## 課題 a:
下の行のうち、「brown」という語を含む行をすべて抜き出して報告せよ。

しかし、たいていのところに四季はある。私が留学していた中国の西安にもあった。この内陸の都市も、それぞれの季節がはっきりと別々の顔を見せていた。強いて言えば、移り変わりが豊かというよりは、移り変わりが激しいと言うべきだろうか。
 
西安に到着したのは冬だった。昼間はまあまあしのげたが、朝晩は本当に冷え込んだ。「身を切られる寒さ」という表現があるが、切られるというよりは、ぐいぐいと何かが身体の中に食い込んで来るような寒さだった。
 
日本では、底冷えのする冬の日の夜、晴れていれば月や星が美しく見える。しかし砂漠地帯が近い西安ではすっきり晴れるということはなく、月が見えても輪郭がぼやけ、惜しいなと思ったものだ。
 
こうした「晴れているなら、晴れているようにしてくれ」と言いたいような空が、ますますモヤってくると春である。日本でも春にはおなじみの黄砂が偏西風に乗って飛んでくる。ただ日本と違うのは、黄砂は西安には降らず、上空を通り抜けていくということだ。

## 課題 b:
上の西安の四季についての文章で、「西安に到着したのは冬だった。」から「通り抜けていくということだ。」までの全体を、「黄砂」を「砂ぼこり」に入れ替えて示せ。

## データ行:
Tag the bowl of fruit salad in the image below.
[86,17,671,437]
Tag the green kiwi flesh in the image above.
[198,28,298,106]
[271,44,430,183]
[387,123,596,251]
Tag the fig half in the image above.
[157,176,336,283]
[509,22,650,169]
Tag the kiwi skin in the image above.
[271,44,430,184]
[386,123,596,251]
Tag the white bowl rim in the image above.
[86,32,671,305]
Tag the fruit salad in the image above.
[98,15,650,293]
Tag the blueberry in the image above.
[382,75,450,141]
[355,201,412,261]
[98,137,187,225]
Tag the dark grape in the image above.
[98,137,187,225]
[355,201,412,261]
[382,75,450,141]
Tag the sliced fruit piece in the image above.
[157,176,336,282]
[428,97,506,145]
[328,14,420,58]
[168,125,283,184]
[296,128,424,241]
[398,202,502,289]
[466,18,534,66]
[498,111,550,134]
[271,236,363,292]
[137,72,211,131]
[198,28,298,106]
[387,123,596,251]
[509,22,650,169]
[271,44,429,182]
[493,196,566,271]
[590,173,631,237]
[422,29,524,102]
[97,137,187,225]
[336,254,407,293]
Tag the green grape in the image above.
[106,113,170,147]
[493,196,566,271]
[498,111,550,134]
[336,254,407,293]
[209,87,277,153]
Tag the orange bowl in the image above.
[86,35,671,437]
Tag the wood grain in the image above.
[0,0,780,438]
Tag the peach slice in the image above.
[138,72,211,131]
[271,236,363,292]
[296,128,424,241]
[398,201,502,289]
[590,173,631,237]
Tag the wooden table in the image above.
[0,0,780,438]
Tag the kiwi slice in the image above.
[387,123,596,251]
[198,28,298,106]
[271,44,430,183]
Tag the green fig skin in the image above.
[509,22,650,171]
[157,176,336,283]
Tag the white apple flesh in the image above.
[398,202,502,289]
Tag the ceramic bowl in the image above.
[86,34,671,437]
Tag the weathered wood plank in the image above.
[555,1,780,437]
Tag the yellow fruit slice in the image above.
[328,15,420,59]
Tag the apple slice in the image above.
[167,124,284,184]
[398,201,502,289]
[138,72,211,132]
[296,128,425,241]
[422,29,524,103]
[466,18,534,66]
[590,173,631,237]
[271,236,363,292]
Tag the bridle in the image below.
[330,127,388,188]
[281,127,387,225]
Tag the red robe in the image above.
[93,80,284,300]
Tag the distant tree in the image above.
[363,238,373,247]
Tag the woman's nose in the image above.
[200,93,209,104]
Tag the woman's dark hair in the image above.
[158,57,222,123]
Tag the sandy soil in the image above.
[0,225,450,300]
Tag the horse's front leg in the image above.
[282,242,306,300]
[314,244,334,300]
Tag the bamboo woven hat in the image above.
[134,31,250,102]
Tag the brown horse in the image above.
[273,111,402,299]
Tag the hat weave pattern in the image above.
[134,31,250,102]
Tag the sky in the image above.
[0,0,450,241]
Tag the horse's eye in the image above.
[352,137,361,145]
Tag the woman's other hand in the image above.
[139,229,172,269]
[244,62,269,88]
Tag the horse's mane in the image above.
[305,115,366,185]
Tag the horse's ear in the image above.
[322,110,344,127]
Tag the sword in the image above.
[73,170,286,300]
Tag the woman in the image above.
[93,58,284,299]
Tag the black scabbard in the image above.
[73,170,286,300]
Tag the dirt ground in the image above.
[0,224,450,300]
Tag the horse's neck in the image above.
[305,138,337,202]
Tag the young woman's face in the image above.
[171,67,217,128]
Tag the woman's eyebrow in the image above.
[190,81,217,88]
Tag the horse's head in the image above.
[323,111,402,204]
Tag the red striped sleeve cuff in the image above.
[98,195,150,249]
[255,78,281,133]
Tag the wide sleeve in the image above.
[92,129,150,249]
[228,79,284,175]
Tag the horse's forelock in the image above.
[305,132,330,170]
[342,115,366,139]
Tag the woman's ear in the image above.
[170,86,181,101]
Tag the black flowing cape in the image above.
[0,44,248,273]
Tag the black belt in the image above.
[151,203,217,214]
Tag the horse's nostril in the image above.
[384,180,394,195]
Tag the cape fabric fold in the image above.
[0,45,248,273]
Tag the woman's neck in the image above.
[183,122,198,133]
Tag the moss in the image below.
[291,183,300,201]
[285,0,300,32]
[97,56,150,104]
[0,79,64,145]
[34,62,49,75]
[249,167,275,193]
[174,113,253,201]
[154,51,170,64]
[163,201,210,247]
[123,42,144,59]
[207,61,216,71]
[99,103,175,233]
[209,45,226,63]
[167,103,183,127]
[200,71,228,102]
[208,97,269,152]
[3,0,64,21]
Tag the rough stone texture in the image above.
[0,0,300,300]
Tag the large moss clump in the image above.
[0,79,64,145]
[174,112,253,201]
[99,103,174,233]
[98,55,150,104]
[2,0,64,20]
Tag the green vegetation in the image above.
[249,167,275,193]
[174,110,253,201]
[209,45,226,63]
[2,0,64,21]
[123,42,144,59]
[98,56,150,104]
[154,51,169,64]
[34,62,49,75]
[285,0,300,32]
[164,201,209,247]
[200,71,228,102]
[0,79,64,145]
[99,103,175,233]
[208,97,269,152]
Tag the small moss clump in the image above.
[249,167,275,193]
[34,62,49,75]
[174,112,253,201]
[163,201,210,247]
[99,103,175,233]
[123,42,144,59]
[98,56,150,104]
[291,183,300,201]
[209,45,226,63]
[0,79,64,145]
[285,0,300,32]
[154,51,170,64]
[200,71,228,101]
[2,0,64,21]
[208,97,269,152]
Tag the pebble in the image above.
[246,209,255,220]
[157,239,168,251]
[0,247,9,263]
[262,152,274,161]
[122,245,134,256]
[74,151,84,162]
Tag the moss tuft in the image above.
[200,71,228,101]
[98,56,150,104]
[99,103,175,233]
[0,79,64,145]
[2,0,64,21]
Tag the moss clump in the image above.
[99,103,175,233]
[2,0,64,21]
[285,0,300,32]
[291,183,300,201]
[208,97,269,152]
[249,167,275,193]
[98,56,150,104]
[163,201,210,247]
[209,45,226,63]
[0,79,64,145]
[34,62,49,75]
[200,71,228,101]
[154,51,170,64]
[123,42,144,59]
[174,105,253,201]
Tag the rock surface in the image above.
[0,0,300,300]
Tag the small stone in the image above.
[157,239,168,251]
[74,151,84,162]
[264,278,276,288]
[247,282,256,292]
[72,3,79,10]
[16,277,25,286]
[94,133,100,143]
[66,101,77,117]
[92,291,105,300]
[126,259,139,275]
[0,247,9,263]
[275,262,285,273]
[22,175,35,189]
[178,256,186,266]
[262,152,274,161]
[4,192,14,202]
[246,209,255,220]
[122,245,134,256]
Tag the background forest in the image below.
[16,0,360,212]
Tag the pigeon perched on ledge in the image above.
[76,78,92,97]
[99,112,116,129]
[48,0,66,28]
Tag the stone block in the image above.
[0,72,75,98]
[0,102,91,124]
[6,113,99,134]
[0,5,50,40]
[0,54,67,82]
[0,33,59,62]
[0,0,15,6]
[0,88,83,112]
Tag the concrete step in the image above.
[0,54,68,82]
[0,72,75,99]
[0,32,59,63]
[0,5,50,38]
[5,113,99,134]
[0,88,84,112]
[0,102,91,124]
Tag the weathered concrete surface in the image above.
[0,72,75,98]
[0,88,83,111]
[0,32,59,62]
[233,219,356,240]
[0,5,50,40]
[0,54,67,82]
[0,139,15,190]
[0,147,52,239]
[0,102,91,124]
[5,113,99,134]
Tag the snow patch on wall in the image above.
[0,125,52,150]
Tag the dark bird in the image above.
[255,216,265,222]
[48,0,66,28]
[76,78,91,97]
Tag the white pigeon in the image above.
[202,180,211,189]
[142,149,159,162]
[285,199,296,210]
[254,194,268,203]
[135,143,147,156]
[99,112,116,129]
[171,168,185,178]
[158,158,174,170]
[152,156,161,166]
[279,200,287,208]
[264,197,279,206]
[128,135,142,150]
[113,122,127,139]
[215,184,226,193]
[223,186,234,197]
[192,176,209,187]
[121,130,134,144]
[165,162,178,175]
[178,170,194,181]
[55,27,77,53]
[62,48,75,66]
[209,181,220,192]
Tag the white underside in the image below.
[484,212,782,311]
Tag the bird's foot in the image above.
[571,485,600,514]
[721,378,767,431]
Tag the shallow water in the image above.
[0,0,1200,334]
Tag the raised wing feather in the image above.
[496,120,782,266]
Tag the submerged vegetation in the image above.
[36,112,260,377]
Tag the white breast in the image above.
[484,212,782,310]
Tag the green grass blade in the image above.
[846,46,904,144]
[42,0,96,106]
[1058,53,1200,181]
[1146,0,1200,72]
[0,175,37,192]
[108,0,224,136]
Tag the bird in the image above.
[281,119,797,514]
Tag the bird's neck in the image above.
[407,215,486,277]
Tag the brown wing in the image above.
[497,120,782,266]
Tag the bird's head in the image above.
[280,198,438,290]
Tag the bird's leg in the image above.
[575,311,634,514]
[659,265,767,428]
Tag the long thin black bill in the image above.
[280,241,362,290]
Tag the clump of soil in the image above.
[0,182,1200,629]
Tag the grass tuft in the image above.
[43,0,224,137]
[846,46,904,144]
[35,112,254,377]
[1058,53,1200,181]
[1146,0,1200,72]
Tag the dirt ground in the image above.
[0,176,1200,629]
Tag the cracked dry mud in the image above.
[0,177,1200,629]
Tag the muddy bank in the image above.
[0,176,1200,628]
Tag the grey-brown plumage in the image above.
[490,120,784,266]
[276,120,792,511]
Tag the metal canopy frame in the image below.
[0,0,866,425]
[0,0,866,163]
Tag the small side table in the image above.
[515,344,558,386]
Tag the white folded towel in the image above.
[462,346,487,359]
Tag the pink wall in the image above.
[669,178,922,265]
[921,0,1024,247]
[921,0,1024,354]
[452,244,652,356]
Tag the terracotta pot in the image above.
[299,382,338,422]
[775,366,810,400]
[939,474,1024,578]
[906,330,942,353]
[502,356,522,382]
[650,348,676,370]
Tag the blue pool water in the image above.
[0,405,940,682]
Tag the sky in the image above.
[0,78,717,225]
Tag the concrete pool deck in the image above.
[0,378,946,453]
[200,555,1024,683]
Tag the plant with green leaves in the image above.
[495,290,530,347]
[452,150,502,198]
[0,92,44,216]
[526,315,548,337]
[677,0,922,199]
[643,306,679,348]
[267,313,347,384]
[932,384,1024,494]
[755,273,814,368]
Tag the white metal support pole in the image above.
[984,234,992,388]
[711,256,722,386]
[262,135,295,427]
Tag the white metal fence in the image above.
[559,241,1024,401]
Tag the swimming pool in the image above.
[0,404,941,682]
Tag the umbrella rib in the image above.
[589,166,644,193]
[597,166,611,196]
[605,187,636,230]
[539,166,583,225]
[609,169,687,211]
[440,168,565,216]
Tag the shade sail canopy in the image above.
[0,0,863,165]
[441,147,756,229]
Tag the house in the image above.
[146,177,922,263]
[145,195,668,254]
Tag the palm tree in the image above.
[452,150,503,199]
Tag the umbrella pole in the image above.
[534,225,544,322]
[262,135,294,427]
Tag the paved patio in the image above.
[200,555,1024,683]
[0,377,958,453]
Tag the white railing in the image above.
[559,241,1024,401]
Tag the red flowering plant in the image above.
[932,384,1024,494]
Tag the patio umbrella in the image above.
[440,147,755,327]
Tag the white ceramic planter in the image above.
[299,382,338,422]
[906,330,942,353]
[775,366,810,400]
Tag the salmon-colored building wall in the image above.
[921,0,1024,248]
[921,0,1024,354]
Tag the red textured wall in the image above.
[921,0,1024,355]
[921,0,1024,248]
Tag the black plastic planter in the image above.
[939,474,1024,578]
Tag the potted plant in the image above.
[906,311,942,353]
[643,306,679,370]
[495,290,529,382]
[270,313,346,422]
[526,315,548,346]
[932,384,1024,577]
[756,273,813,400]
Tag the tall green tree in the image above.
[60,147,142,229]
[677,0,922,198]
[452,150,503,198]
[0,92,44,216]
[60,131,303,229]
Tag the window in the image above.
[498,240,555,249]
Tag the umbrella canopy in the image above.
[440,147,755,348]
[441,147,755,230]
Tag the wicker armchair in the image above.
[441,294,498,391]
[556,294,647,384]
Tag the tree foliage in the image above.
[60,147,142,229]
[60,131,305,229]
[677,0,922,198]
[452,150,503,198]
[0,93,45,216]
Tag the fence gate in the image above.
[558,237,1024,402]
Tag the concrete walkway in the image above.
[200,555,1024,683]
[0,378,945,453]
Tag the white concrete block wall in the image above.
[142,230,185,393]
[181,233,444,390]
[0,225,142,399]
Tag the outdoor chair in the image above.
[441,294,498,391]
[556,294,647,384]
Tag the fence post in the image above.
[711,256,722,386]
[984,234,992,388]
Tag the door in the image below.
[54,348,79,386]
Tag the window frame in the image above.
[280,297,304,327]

## 解答 a:
Tag the brown horse in the image above.
Tag the brown wing in the image above.
Tag the grey-brown plumage in the image above.

## 解答 b:
西安に到着したのは冬だった。昼間はまあまあしのげたが、朝晩は本当に冷え込んだ。「身を切られる寒さ」という表現があるが、切られるというよりは、ぐいぐいと何かが身体の中に食い込んで来るような寒さだった。
 
日本では、底冷えのする冬の日の夜、晴れていれば月や星が美しく見える。しかし砂漠地帯が近い西安ではすっきり晴れるということはなく、月が見えても輪郭がぼやけ、惜しいなと思ったものだ。
 
こうした「晴れているなら、晴れているようにしてくれ」と言いたいような空が、ますますモヤってくると春である。日本でも春にはおなじみの砂ぼこりが偏西風に乗って飛んでくる。ただ日本と違うのは、砂ぼこりは西安には降らず、上空を通り抜けていくということだ。